§ Work instructions: Search the data below for the word "white" and copy each line that holds it.

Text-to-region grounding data
#####

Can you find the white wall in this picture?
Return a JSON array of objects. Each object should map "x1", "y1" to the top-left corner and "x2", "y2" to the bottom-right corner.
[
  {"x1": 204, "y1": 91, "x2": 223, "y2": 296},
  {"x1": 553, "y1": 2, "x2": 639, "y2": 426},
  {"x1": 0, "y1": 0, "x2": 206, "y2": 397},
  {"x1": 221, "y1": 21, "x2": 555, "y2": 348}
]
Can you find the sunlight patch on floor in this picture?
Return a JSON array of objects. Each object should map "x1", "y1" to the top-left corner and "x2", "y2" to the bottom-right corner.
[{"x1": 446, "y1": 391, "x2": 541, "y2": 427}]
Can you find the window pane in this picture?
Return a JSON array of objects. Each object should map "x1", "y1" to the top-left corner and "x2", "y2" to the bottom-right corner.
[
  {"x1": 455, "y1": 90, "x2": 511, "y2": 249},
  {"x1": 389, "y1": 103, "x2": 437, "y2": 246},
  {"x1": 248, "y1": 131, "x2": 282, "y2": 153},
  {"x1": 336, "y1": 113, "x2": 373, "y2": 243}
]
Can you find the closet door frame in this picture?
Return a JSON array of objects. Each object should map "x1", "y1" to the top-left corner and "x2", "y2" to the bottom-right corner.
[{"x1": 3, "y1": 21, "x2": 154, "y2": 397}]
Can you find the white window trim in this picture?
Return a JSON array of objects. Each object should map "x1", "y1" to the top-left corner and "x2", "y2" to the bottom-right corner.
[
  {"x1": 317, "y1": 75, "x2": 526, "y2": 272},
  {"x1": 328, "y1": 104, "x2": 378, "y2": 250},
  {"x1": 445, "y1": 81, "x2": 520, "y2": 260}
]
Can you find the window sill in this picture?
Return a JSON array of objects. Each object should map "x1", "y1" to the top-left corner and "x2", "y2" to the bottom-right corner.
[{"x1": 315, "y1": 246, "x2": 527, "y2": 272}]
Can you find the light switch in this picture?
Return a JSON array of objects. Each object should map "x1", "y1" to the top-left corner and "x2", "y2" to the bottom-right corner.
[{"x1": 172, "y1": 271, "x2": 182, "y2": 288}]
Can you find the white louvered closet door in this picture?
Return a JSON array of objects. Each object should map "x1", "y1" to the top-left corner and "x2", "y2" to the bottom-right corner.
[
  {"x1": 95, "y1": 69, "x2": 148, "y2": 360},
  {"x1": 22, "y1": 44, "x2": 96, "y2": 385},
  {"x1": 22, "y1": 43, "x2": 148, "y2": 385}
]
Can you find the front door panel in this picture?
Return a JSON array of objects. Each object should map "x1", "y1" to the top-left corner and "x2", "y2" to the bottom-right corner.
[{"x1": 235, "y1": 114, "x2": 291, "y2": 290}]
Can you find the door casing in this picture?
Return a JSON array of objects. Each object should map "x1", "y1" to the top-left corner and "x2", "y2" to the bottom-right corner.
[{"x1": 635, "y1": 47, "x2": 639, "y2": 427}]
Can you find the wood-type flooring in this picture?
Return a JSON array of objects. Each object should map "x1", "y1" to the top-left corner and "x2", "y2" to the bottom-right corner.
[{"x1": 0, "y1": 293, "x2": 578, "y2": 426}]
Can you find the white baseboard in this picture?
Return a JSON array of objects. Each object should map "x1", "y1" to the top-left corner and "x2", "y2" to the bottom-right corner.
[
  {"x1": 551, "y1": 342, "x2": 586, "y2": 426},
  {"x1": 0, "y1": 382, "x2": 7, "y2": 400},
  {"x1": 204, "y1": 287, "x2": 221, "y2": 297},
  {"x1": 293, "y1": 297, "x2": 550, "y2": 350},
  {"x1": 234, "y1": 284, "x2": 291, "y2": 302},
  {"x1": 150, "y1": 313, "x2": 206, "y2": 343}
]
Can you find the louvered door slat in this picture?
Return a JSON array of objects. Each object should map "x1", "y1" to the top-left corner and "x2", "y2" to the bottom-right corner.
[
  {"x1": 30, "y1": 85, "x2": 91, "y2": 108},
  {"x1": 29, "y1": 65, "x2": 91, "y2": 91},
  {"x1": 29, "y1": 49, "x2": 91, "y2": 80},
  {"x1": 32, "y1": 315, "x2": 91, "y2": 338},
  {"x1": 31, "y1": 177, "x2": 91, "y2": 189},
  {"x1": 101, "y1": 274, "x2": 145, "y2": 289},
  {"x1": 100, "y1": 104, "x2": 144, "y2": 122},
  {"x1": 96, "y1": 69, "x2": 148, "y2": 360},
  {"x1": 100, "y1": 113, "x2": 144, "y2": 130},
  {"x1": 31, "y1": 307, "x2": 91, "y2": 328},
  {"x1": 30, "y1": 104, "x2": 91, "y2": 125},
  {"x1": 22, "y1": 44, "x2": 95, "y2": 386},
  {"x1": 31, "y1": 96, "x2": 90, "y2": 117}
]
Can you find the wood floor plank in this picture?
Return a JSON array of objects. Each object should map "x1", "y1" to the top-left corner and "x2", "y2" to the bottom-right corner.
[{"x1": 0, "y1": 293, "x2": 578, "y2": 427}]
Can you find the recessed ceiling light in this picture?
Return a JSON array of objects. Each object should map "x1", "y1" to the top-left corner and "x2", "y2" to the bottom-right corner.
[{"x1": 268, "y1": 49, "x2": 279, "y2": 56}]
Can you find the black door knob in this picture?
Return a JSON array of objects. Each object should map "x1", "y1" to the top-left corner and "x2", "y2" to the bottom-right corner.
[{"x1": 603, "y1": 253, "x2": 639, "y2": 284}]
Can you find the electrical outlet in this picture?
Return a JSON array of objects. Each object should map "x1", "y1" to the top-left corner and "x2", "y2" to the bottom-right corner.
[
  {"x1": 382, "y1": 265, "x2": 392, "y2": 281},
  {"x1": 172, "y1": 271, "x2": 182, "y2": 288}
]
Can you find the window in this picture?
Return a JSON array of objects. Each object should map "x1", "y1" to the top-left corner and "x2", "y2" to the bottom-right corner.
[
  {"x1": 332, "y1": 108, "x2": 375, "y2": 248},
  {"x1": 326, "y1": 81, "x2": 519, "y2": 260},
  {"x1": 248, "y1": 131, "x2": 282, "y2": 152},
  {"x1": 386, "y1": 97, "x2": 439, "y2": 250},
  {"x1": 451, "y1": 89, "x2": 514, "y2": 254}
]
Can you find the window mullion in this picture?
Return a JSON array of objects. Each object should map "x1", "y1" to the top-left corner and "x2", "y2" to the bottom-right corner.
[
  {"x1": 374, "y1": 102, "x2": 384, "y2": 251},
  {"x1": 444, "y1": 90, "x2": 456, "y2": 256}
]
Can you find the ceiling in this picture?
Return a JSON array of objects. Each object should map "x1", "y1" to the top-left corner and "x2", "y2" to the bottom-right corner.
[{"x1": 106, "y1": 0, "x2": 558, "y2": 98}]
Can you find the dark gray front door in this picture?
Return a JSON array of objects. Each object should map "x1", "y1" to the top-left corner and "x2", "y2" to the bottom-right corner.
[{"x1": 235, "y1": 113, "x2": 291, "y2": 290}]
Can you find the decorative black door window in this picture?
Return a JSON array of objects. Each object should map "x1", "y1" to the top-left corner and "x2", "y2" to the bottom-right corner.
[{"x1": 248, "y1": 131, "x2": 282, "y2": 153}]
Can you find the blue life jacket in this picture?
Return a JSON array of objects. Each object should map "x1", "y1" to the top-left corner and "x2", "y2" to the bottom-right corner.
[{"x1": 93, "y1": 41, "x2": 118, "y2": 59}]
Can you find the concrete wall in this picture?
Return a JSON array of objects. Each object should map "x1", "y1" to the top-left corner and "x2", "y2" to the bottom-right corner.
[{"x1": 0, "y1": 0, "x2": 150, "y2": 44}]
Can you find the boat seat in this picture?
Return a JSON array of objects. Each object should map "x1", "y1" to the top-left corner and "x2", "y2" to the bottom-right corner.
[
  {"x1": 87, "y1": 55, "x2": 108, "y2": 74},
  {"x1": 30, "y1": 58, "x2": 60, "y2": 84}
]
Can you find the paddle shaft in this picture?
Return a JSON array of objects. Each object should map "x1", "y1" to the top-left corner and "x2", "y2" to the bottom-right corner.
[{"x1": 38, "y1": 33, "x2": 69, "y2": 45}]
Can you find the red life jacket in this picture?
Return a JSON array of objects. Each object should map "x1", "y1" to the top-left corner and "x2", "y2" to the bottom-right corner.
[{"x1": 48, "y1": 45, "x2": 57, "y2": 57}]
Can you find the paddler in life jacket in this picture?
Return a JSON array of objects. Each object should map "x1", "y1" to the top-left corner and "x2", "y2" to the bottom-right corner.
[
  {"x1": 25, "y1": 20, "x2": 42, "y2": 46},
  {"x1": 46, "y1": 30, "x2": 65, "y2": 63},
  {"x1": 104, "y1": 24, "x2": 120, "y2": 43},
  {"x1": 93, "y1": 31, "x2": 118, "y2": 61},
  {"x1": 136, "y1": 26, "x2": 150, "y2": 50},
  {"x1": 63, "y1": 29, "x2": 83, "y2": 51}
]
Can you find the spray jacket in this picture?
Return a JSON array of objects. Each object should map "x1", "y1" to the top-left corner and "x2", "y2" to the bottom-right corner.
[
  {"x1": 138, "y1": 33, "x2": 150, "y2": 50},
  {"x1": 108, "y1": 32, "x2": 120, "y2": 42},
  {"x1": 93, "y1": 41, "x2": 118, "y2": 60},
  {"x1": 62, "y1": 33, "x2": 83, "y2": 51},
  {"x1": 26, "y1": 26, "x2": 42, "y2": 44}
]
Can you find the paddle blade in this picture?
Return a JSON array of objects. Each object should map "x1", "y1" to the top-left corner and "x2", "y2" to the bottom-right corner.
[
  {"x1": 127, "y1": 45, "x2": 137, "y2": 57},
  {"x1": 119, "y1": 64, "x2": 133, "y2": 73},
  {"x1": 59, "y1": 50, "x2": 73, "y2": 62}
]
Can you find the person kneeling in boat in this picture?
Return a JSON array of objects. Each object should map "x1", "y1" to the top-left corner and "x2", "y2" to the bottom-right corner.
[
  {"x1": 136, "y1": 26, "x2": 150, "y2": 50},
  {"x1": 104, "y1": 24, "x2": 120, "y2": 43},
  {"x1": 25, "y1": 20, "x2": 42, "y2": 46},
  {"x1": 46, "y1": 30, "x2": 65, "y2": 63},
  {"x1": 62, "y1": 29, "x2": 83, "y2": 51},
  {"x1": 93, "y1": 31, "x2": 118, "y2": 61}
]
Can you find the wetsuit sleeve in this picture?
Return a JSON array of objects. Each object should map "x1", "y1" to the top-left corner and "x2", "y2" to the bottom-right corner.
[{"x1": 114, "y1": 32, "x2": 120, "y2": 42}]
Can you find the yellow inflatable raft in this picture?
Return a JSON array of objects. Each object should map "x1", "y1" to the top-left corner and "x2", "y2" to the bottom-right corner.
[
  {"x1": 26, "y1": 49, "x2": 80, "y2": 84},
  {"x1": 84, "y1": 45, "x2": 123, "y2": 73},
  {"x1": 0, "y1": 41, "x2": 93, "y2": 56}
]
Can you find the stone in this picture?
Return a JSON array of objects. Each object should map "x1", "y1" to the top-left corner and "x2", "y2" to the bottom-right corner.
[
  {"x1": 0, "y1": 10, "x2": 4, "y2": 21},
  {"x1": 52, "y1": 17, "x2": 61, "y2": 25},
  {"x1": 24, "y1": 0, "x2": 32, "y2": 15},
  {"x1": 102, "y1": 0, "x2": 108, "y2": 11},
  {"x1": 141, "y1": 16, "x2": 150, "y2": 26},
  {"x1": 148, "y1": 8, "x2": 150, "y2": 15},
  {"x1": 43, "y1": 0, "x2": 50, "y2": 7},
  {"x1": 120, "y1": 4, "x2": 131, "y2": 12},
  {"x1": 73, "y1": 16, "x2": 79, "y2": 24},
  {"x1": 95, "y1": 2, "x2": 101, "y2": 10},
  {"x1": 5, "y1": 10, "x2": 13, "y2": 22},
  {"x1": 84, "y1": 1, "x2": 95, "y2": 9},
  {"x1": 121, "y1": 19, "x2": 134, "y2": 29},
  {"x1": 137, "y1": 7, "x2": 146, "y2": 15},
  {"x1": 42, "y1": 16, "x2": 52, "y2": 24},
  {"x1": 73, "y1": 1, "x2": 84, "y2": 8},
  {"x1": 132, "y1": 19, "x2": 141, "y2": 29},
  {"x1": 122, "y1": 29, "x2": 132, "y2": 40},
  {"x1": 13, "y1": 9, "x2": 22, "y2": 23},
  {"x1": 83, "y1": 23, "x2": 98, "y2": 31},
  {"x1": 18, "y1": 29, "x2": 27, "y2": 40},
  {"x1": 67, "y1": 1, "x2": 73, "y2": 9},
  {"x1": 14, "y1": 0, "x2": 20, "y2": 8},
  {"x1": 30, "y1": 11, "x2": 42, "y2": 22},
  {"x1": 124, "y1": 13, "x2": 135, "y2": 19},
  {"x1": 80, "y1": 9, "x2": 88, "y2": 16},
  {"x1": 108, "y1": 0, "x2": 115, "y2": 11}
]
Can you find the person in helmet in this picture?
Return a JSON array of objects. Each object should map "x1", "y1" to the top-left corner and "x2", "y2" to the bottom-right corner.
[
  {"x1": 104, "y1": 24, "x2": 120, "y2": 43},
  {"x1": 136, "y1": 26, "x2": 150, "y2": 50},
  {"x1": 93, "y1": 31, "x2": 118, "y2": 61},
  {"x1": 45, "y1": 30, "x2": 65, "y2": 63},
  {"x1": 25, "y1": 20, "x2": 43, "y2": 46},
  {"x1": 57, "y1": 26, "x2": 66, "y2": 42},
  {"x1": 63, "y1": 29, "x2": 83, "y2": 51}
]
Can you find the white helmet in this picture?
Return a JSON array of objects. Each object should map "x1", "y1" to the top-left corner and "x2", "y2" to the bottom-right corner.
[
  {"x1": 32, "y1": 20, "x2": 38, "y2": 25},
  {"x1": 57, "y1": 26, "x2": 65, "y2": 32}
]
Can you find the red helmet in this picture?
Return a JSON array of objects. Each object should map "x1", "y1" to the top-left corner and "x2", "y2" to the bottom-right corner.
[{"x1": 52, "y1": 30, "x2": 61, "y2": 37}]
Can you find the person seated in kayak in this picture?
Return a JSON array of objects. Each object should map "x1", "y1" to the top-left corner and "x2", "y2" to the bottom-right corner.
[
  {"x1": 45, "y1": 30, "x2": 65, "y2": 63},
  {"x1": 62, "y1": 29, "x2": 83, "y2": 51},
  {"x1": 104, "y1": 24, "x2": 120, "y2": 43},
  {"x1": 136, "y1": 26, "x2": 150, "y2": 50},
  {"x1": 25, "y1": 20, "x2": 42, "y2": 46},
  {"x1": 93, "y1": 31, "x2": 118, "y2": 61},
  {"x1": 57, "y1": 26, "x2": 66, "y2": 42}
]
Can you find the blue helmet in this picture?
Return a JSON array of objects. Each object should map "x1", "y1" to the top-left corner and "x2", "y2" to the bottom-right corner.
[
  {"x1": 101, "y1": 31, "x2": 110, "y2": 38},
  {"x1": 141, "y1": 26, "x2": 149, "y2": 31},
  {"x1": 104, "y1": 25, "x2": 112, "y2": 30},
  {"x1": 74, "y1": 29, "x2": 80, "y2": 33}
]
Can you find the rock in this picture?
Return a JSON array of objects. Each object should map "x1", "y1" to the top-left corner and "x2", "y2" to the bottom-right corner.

#####

§ Task answer:
Can you find the white wall in this picture?
Can you find the white window trim in this picture?
Can you find the white louvered closet door in this picture?
Can you find the white baseboard in this picture?
Can you find the white helmet in this picture?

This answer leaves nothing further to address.